TASK TO COMPLETE - Locate each line in the data below that contains the string "plate", and copy those lines in full.

Collected data -
'''

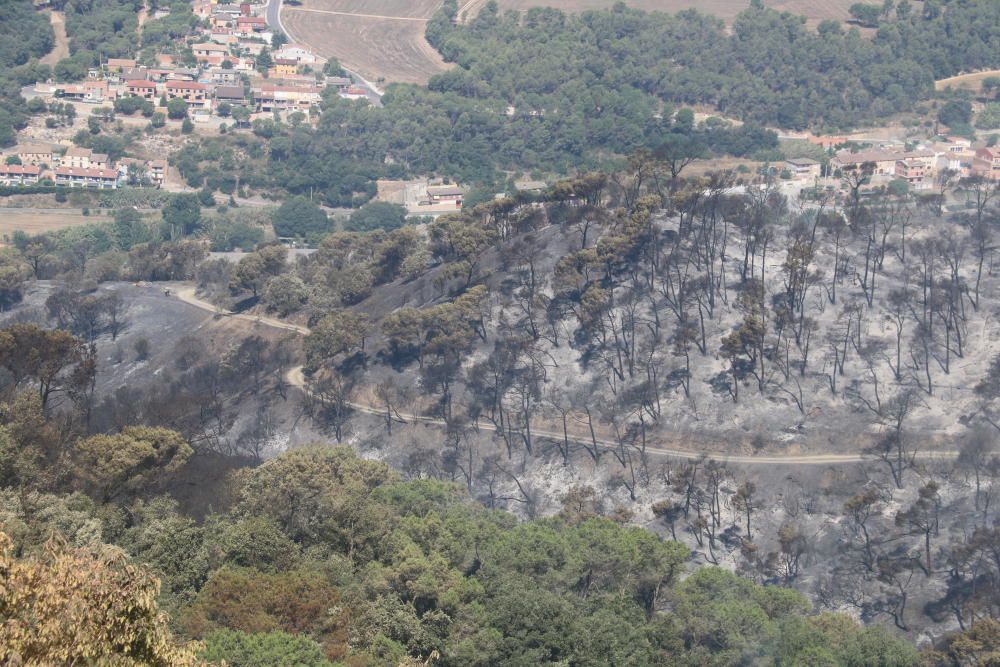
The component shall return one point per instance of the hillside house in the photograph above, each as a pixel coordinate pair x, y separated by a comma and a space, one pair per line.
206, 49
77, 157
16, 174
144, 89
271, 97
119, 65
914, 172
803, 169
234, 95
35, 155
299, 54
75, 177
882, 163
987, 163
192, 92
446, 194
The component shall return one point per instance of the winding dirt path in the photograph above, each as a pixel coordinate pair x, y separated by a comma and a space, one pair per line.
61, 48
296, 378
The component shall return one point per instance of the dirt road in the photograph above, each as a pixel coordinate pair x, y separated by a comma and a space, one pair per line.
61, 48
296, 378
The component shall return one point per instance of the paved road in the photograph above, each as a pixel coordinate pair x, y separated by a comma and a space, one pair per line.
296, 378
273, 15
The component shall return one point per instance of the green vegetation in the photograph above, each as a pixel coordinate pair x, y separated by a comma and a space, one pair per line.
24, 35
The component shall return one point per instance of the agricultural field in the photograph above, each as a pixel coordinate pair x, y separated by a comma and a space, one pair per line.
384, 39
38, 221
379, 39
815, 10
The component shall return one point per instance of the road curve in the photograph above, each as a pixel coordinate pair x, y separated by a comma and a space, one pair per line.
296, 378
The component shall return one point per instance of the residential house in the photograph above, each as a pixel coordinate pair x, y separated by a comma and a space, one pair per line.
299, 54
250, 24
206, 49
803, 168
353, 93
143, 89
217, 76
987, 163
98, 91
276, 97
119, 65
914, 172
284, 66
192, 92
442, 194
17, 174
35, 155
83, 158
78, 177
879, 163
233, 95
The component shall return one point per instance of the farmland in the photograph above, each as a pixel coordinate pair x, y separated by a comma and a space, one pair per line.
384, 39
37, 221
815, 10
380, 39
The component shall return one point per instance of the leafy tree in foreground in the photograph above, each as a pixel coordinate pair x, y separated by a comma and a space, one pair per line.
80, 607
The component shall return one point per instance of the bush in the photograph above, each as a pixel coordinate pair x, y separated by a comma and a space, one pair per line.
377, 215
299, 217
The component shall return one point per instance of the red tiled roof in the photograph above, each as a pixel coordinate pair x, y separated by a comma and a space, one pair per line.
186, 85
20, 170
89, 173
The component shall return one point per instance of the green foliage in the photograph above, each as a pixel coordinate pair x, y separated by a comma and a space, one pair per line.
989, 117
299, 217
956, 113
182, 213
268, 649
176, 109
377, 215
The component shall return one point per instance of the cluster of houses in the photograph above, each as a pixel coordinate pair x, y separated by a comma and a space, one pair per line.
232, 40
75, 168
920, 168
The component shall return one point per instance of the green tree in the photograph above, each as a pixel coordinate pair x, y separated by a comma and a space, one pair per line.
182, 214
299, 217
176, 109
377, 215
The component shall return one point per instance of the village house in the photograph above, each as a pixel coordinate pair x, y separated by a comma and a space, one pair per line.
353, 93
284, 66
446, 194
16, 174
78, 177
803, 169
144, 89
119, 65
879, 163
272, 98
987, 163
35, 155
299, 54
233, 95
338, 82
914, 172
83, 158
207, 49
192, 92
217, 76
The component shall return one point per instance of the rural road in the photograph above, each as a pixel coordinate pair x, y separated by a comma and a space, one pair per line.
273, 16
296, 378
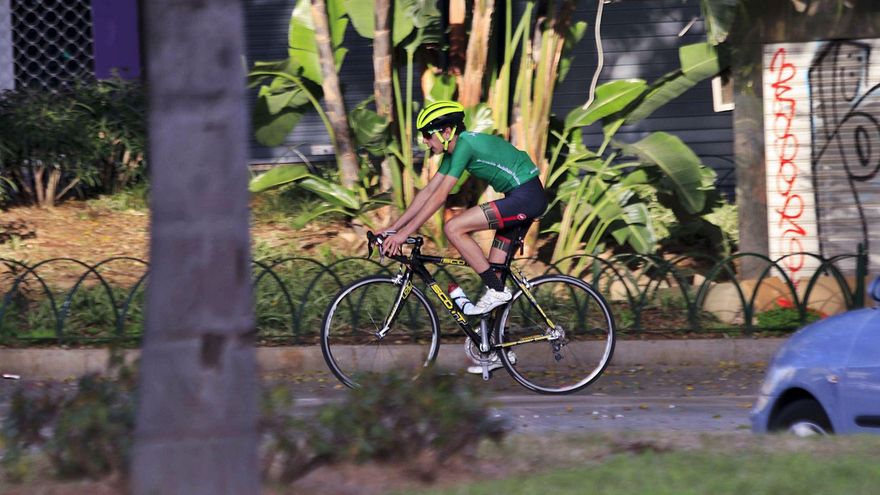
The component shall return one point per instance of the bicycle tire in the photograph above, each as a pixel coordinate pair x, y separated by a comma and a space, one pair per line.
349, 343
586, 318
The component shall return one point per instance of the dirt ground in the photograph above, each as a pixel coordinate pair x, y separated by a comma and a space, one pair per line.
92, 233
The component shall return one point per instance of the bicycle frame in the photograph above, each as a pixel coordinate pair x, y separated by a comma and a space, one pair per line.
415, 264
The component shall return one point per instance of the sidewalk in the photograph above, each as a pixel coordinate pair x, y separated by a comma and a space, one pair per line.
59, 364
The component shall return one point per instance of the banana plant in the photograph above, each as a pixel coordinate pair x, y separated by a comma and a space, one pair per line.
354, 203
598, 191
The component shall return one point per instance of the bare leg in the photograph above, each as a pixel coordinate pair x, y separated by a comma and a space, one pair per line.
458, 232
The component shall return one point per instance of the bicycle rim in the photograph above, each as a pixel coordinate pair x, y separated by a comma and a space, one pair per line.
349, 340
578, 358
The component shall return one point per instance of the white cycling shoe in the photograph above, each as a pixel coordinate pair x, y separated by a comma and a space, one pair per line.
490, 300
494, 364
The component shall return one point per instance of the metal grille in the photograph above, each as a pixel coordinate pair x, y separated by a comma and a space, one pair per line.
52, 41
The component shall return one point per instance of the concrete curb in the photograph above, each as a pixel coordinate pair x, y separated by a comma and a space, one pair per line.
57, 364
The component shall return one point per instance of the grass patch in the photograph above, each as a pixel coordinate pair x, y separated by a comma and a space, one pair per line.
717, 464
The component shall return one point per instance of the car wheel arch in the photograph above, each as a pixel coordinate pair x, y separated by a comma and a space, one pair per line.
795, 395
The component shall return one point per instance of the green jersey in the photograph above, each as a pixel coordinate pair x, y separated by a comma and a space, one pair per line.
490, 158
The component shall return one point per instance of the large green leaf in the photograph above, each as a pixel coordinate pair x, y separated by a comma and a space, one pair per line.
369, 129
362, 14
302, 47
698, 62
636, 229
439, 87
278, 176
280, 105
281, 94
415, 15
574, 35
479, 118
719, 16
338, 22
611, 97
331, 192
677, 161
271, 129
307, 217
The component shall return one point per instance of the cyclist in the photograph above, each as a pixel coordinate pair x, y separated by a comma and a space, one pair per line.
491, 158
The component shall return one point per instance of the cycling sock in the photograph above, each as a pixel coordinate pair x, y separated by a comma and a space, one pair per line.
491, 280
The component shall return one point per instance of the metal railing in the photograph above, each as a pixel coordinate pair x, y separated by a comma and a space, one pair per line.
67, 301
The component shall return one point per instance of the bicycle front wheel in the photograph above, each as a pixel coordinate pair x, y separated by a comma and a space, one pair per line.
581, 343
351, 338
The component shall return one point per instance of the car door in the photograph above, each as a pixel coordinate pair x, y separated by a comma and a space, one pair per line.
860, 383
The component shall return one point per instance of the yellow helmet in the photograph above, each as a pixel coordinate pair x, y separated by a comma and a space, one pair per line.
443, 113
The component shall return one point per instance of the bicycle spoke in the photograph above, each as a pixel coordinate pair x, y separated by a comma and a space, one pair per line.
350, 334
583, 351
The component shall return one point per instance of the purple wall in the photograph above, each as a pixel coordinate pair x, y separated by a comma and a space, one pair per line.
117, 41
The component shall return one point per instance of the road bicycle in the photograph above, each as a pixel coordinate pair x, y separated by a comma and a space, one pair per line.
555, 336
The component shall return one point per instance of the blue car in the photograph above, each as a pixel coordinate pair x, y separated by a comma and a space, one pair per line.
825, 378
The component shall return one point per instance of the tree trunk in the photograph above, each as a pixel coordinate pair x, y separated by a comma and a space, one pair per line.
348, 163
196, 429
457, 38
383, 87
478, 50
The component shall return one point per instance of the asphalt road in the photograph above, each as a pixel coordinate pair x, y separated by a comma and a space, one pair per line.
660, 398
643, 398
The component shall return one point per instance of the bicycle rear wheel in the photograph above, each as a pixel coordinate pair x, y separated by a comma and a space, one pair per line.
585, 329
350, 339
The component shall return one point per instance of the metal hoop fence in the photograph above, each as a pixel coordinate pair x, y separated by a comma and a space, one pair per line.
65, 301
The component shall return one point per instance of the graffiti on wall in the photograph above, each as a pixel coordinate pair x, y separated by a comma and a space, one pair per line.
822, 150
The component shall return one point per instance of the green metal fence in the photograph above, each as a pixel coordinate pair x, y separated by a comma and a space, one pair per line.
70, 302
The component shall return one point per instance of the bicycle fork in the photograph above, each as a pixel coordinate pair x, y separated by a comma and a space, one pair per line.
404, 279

'''
'''

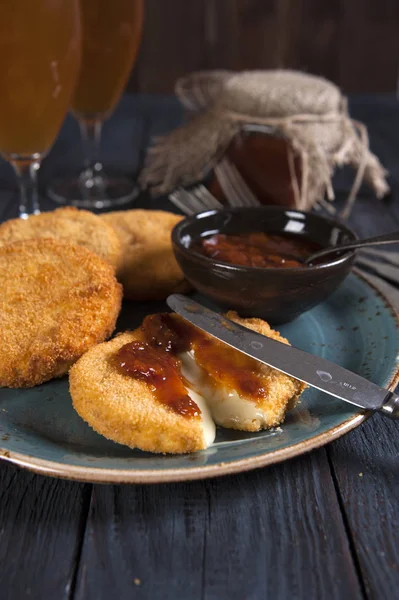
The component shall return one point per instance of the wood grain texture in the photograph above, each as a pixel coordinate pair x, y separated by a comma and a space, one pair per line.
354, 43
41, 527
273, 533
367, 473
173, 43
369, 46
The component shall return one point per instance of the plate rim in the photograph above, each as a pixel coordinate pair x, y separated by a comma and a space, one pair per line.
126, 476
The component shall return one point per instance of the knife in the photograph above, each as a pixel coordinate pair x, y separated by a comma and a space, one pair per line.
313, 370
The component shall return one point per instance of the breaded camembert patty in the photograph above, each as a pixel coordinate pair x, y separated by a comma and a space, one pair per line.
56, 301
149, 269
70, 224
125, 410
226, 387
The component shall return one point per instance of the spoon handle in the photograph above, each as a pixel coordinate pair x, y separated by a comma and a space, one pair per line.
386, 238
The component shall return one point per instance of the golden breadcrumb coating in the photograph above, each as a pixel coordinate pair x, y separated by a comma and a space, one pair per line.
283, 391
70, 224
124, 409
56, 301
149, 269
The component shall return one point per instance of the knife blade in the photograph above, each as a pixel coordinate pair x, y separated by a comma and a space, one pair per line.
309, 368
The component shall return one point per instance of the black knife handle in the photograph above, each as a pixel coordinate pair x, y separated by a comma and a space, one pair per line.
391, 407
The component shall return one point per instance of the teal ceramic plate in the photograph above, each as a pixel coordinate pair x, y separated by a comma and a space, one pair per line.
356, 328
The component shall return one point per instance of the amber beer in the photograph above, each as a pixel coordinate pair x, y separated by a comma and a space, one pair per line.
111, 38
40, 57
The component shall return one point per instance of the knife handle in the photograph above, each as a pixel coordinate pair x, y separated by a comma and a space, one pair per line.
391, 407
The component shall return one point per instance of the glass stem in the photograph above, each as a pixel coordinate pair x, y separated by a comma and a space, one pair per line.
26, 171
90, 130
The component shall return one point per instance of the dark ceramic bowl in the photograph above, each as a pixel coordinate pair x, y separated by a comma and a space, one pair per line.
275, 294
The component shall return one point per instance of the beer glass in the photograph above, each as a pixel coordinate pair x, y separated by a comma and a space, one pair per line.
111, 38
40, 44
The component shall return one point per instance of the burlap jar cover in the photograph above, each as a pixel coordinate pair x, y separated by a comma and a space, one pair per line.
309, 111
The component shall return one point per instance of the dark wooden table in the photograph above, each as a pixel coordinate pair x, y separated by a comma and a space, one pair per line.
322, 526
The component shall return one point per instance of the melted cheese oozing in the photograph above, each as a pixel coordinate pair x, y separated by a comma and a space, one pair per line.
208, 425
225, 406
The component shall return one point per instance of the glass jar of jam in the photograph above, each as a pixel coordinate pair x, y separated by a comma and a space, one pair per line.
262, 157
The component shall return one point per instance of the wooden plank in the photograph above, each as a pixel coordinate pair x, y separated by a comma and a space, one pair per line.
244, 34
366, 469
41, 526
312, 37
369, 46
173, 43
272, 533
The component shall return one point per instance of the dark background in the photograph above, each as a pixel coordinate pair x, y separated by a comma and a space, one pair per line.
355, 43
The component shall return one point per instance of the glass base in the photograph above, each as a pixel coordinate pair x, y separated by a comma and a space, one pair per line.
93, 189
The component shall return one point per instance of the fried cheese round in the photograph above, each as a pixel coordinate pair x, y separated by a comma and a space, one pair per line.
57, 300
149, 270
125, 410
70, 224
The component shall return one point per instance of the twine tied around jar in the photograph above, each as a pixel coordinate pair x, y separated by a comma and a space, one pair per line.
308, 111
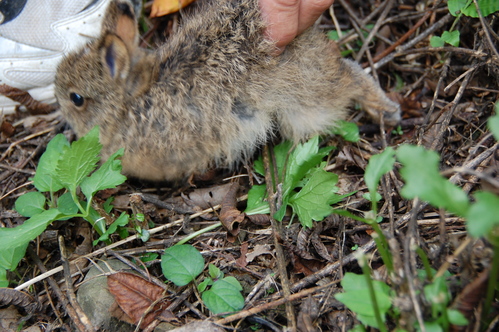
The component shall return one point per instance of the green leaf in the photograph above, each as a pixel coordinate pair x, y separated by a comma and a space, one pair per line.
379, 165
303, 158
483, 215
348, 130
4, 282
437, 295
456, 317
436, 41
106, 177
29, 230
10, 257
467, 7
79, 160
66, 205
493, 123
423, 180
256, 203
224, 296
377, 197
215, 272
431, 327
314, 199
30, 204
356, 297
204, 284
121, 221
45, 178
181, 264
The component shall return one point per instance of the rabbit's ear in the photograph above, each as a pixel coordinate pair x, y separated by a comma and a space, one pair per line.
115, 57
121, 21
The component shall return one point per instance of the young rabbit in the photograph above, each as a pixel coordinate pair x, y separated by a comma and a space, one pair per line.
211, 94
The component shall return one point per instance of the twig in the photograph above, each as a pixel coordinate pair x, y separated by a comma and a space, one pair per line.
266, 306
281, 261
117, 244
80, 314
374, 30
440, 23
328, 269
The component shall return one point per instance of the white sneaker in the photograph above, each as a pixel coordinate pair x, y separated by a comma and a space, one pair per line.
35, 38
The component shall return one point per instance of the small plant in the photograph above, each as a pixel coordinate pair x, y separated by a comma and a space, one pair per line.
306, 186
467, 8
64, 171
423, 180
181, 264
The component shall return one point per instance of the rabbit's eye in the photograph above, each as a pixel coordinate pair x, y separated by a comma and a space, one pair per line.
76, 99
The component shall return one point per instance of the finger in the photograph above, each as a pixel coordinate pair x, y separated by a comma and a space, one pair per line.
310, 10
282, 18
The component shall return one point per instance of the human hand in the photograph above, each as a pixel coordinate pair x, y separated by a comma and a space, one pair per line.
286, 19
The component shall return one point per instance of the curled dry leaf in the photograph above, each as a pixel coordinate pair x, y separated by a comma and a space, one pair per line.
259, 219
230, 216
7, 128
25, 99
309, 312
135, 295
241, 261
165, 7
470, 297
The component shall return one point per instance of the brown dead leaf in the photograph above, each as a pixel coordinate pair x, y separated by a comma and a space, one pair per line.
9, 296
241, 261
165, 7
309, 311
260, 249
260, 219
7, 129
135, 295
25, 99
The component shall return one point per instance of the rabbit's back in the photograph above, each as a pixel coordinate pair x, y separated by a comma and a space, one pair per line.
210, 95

'''

RESPONSE TO THE TASK -
The component shall return one point per instance of the plate rim in the photograph above, each as a pixel coordinate pair x, y separated by a comma and a space, one pair per line.
The component shall return one point per instance of the teal ceramic plate in the photograph above, each as a pixel coordinate pair x, y separated by a comma and a space, one pair per line.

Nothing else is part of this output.